COSA SI CHIEDE:
1) Secondo l'articolo sull'incidente in Antartide, quali ossa si è fratturato Alberto Razeto?
2) Ripeti parola per parola il passo dell'articolo sull'incidente in Antartide da "A causa di una" a "raccontarci cos’è successo?".
3) Prosegui l'articolo sull'incidente in Antartide partendo dopo la sua ultima frase.

##### ESTRATTO DELLA FONTE

“È stata un’odissea, sopratutto perché ho dovuto curarmi da solo. Ho dovuto pensare sia come medico che come paziente“. Così Alberto Razeto, il medico imperiese 56enne che, lo scorso novembre, ha preso parte alla 36ª spedizione Antartica Italiana alla stazione Concordia al Polo Sud (la seconda per il nostro concittadino), racconta l’incidente di cui è stato suo malgrado protagonista.
A causa di una brutta caduta, Razeto si è infatti procurato una frattura scomposta a tibia e perone. Dopo essersi medicato da solo alla base Concordia, è stato portato poi in Nuova Zelanda, dove ha subito un intervento e dove tuttora si trova ricoverato, in attesa di poter rientrare in Italia. Un rientro che è reso ancora più difficoltoso dall’emergenza Covid.
Una brutta avventura che ha anche un sapore amaro per il medico imperiese, dato che l’incidente ha messo fine alla sua spedizione antartica, per la quale aveva lavorato duramente negli ultimi due anni.
Il medico imperiese Alberto Razeto ferito in Antartide: il racconto
Può raccontarci cos’è successo?
“Ero alla base, al piano ammezzato, dove abbiamo fatto una riunione insieme a una guida per il recupero di vittime cadute in posti pericolosi. Al termine dell’incontro, mi sono avviato a scendere per la scala (la base è tutta collegata tramite scale). Mentre ero sui gradini, parlavo con un mio amico della base e con la testa mi sono girato per guardarlo. La scala, però, in un punto faceva una piccola curva e il piede non ha trovato il gradino. Non avendo l’appoggio ho cominciato a provare a tenermi per non cadere senza riuscirci, dato che la scala è stretta e c’è solo un passamano. Così mi sono girato di 180° e sono malamente ruzzolato giù dalla scala, procurandomi una brutta frattura scomposta di tibia e perone”.
Alla base Concordia era lei il medico, come ha affrontato l’incidente?
“È stata un’odissea, soprattutto perché ho dovuto curarmi da solo. Ho dovuto pensare sia come medico che come paziente. Mi sono fatto da solo i raggi-x. Quando ho visto l’immagine lo sconforto è stato grande. Di conseguenza poi mi sono fatto anche il gesso. Non mi sono potuto somministrare antidolorifici perché dovevo essere lucido e pensare a dare gli ordini a quelli che mi aiutavano”.
A rendere le cose più difficili è stata anche la componente emotiva.

##########
##### DATI FORNITI

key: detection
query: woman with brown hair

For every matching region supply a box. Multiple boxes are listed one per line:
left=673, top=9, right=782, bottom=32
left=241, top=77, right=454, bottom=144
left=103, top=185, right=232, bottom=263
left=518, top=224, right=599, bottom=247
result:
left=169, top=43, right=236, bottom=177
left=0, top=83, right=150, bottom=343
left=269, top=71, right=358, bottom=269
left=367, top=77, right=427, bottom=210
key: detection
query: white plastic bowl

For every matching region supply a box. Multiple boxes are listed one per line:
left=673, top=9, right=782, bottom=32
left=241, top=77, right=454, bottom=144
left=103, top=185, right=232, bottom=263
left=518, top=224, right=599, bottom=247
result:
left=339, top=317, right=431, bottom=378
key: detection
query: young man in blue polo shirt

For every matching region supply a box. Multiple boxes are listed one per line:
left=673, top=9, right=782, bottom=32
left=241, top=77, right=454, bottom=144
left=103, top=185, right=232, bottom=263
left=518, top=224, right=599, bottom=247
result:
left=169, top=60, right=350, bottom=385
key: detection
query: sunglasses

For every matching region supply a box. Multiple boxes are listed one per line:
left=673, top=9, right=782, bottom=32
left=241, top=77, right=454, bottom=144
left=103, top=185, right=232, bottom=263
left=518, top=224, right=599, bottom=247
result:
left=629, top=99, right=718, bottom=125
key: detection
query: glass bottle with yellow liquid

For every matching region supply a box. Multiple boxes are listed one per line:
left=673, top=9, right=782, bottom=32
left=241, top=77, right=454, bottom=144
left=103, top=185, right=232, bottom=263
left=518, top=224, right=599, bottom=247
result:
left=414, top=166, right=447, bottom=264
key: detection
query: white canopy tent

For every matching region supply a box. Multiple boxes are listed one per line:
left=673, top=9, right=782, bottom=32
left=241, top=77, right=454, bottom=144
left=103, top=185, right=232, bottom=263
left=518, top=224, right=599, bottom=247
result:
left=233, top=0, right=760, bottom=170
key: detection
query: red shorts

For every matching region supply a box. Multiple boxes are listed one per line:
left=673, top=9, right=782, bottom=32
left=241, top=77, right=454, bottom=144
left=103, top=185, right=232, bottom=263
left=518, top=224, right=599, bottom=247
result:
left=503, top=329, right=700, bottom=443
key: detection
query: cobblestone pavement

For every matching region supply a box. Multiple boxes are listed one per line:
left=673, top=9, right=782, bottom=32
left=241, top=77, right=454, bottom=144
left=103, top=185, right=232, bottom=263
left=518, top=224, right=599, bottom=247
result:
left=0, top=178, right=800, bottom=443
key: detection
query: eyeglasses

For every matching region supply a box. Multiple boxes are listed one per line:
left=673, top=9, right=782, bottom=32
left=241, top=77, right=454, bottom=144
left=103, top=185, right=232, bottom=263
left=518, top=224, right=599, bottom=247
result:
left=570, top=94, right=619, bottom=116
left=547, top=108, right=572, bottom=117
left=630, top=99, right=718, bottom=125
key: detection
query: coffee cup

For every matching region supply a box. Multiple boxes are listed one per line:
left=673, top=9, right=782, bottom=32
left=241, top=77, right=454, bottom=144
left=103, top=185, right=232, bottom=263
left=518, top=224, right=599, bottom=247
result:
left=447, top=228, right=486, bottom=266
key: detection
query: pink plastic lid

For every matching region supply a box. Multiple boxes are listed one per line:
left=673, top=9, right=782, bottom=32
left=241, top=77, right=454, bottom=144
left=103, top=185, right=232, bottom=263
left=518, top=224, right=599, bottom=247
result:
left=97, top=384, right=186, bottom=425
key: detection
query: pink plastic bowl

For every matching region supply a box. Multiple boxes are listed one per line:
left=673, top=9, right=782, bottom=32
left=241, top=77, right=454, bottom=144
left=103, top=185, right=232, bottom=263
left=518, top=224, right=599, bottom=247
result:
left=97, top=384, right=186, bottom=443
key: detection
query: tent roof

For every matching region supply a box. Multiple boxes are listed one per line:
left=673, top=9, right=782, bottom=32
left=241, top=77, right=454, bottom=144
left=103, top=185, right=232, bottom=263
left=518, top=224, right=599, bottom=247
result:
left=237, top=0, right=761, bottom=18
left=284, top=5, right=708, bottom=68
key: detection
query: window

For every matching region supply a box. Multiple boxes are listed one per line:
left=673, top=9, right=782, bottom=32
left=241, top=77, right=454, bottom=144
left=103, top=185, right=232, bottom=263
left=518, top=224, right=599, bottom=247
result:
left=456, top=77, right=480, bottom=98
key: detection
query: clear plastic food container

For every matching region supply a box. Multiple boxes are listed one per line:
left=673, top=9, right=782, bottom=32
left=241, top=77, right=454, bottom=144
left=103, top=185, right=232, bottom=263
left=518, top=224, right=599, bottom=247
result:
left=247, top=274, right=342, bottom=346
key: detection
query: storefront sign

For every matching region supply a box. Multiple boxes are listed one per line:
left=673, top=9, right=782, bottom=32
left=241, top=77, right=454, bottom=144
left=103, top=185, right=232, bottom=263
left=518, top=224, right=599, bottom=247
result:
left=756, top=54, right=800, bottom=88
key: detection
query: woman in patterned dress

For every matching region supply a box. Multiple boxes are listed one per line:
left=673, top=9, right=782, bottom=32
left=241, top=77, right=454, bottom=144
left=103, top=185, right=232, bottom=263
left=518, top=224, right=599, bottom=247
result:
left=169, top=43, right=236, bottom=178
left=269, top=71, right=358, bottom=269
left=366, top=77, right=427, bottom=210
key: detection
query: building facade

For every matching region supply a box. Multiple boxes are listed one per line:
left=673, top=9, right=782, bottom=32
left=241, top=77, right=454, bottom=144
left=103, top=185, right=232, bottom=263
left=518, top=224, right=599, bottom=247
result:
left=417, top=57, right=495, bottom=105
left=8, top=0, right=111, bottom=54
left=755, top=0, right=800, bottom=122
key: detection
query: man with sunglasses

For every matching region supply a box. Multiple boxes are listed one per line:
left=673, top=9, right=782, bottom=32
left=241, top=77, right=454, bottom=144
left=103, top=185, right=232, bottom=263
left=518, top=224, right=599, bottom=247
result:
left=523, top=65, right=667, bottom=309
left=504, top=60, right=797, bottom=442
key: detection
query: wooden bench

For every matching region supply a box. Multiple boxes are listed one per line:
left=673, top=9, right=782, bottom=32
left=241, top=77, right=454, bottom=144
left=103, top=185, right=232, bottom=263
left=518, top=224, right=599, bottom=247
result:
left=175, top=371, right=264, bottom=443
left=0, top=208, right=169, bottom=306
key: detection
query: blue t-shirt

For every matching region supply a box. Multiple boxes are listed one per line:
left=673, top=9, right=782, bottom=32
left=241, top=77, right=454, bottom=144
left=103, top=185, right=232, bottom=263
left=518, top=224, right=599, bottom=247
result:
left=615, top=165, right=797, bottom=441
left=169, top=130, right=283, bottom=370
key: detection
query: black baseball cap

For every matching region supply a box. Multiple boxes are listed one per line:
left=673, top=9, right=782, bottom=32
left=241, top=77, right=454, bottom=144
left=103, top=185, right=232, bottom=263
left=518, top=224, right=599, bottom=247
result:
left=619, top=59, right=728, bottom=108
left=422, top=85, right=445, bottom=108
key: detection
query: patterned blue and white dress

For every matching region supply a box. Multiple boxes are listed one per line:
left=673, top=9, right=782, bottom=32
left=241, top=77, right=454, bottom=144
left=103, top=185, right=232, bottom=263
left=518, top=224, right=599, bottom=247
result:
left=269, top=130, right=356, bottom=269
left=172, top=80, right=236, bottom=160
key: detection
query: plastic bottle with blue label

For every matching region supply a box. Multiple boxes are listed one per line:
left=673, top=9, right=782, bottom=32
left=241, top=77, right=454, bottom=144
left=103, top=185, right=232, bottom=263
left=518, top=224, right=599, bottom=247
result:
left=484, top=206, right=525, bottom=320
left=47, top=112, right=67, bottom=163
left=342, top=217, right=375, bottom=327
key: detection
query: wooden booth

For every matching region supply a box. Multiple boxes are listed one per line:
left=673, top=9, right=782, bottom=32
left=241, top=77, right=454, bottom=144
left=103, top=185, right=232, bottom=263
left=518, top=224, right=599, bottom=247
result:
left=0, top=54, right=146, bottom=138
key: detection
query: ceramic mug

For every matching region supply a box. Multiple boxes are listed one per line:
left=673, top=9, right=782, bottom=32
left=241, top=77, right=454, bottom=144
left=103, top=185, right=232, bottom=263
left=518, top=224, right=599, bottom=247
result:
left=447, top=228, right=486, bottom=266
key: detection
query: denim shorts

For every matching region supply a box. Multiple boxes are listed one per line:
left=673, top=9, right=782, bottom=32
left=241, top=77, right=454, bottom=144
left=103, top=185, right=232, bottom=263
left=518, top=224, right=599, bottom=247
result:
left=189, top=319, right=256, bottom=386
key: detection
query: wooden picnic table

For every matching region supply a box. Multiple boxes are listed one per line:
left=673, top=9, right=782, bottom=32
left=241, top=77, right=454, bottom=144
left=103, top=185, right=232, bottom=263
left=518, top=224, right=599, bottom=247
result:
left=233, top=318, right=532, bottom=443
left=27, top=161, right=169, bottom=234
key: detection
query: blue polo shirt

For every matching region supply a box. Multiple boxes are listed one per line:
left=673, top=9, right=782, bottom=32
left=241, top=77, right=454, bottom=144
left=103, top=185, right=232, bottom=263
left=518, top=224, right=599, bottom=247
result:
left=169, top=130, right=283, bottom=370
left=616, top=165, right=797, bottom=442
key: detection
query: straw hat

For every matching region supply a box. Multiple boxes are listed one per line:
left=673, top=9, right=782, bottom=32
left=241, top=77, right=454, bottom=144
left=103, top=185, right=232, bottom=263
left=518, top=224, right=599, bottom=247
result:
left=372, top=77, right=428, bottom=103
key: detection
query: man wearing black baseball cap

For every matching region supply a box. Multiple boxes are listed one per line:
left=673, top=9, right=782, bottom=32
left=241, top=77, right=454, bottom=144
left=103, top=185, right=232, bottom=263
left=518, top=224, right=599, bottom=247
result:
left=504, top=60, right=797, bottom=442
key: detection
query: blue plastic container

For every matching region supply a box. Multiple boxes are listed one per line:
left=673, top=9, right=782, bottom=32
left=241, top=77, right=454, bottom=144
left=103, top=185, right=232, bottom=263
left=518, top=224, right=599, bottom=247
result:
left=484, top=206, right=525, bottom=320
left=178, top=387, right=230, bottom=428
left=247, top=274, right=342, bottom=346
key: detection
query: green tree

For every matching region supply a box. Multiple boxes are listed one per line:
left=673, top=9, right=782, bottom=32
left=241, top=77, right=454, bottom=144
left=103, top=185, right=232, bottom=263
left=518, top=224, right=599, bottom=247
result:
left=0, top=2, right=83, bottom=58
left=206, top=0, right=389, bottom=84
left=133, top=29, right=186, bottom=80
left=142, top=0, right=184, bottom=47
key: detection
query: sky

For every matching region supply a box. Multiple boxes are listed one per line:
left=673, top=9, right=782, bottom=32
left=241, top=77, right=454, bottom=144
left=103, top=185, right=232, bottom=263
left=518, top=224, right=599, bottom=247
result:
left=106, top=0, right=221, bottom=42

##########

RISULTATI DELL'ESERCIZIO:
1) La tibia e il perone, con una frattura scomposta.

2)
A causa di una brutta caduta, Razeto si è infatti procurato una frattura scomposta a tibia e perone. Dopo essersi medicato da solo alla base Concordia, è stato portato poi in Nuova Zelanda, dove ha subito un intervento e dove tuttora si trova ricoverato, in attesa di poter rientrare in Italia. Un rientro che è reso ancora più difficoltoso dall’emergenza Covid.
Una brutta avventura che ha anche un sapore amaro per il medico imperiese, dato che l’incidente ha messo fine alla sua spedizione antartica, per la quale aveva lavorato duramente negli ultimi due anni.
Il medico imperiese Alberto Razeto ferito in Antartide: il racconto
Può raccontarci cos’è successo?

3)
“Sì, perché subentravano tutti i pensieri negativi. Prima di tutto la consapevolezza che avrei dovuto abbandonare la base. Sono infatti due anni che mi impegno duramente per poter tornare di nuovo in missione in Antartide. Ho rinunciato alle ferie per due anni consecutivi, ho sacrificato la mia vita privata proprio in preparazione della spedizione. Ero riuscito a trovare un sostituto per un anno per avere il permesso di partire dall’Asl. Con grande fatica sono quindi riuscito a ottenere la missione.
Inoltre, per il covid, prima di poter andare alla base Concordia ho dovuto trascorrere un mese in isolamento a Hobart, in Tasmania. In particolare, ho passato due settimane chiuso in una stanza di hotel, senza vedere nessuno e ricevendo i pasti direttamente in camera. Successivamente, altre due settimane potendo uscire dalla stanza, ma senza poter lasciare l’hotel. Questo per dire quanto significava per me questa missione e quanti sacrifici avevo fatto per poterci essere”.
Cos’è successo dopo l’incidente?
“Una volta messa in sicurezza la mia gamba si è dovuto pensare al trasferimento. Dopo qualche giorno sono stato portato nella base americana McMurdo, dove ho trovato uno staff medico squisito, con cui ho fatto amicizia. Successivamente mi hanno trasferito a Christchurch, in Nuova Zelanda, dove mi hanno operato e dove sono tuttora”.
Come sta vivendo questa situazione?
“Non è facile, sono da solo, straniero, parlo un’altra lingua è non sempre facile farsi capire. Ora sono qui che sto aspettando di essere dimesso. Non si sa quando, dipende dal covid. Nel frattempo passo le mie giornate chiuso in un ospedale ed è veramente dura. Cerco di farmi forza e aspetto di tornare in Italia”.